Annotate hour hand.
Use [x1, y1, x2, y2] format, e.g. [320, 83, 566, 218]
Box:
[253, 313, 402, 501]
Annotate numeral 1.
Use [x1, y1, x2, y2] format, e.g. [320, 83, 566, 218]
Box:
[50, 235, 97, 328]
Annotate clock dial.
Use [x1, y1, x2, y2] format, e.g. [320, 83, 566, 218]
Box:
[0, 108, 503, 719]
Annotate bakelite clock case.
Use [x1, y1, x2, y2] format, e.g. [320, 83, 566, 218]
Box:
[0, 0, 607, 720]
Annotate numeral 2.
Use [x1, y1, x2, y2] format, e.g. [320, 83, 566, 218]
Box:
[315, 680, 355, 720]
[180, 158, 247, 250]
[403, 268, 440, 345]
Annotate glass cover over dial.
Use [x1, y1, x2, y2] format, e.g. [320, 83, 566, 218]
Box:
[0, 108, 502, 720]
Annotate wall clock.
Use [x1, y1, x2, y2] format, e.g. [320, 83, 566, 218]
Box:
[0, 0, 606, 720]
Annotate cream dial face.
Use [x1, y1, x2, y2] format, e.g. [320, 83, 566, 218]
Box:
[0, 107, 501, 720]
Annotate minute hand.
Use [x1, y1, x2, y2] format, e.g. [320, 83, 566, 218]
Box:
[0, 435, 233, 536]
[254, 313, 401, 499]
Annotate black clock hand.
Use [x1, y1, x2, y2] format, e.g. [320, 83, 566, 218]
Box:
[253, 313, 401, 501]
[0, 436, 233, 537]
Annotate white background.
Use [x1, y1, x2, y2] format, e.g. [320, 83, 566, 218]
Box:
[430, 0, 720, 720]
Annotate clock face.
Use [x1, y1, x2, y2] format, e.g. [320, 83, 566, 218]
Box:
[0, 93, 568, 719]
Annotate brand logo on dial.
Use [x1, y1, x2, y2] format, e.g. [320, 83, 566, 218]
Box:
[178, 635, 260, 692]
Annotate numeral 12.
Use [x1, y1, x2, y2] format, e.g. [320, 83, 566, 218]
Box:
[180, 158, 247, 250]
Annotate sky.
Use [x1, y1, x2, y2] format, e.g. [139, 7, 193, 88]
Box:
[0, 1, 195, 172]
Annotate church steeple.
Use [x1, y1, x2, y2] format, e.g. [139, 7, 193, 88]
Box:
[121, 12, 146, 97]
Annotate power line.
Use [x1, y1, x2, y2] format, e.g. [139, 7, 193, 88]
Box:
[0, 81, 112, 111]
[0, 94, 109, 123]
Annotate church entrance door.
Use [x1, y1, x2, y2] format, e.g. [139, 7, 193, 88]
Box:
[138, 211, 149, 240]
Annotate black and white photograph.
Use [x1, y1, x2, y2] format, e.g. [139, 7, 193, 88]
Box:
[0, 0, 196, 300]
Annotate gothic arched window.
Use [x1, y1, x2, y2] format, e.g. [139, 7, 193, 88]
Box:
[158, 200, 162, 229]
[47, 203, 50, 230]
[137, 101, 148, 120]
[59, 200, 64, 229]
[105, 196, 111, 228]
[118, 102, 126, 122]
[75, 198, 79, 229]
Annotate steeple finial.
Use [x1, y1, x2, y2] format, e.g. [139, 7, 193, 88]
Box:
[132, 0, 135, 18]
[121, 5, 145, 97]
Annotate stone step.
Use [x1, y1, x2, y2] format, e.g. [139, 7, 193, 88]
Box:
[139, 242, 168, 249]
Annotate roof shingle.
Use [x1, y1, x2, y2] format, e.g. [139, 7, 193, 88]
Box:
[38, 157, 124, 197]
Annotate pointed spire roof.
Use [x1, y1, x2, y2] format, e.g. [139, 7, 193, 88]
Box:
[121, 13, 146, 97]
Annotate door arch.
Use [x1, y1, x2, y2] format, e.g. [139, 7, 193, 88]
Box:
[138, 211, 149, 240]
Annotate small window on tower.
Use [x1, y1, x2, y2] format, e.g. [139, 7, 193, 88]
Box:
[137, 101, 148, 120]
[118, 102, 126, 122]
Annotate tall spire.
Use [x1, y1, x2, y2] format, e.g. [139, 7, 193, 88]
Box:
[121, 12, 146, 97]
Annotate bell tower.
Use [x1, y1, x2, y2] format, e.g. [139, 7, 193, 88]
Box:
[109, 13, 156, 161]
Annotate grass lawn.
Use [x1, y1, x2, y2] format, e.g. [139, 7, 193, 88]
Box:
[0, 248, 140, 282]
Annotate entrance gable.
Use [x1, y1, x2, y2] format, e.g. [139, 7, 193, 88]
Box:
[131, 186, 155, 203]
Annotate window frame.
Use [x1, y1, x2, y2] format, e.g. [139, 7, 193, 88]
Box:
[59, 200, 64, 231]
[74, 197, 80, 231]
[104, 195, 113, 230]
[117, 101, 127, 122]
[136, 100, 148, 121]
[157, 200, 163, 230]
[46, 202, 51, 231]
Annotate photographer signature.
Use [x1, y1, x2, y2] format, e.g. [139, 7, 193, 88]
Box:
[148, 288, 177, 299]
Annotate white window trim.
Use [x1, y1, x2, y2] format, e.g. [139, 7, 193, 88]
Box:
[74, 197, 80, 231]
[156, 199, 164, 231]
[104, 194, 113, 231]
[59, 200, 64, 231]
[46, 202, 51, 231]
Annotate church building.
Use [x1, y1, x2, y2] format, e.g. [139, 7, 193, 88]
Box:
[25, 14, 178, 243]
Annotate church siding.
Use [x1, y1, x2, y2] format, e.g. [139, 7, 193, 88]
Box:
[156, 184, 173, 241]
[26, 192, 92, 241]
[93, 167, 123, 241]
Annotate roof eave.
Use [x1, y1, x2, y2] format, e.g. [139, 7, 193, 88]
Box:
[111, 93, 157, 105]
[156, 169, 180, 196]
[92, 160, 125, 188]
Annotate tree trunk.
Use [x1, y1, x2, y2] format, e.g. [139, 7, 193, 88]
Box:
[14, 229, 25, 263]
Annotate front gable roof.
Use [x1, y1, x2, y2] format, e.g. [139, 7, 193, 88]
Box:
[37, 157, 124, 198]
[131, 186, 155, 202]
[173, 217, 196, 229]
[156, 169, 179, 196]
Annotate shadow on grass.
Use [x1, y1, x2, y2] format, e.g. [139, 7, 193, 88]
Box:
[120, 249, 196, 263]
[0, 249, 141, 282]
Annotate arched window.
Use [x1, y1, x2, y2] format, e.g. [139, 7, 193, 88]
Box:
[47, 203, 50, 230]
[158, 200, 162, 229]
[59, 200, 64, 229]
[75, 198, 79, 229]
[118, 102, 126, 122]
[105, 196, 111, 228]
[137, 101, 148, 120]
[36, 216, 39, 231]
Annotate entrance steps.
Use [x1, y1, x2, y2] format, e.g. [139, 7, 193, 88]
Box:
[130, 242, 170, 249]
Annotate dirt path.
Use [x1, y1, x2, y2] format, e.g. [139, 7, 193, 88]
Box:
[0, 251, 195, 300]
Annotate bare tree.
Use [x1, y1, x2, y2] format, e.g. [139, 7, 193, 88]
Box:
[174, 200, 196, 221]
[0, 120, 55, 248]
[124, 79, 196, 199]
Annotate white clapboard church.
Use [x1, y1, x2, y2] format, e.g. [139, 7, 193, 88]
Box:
--
▶ [YOUR OBJECTIVE]: Put the lines of the records above, from the line with "Annotate glass cover over dial." to the line with "[254, 313, 401, 499]", both included, into a JSON list of strings with one string per line and blank lines left out.

▶ [EXERCISE ANSWER]:
[
  "Annotate glass cover over dial.",
  "Use [x1, y1, x2, y2] format, e.g. [320, 83, 566, 218]",
  "Box:",
  "[0, 108, 502, 720]",
  "Annotate wall clock.",
  "Use [x1, y1, x2, y2] format, e.g. [320, 83, 566, 218]",
  "Box:",
  "[0, 0, 606, 720]",
  "Annotate cream dial face.",
  "Use [x1, y1, x2, y2] format, e.g. [320, 83, 566, 218]",
  "Box:",
  "[0, 107, 501, 720]",
  "Annotate minute hand.",
  "Use [x1, y1, x2, y2] format, e.g. [320, 83, 566, 218]",
  "Box:",
  "[0, 435, 233, 536]",
  "[254, 313, 401, 499]"
]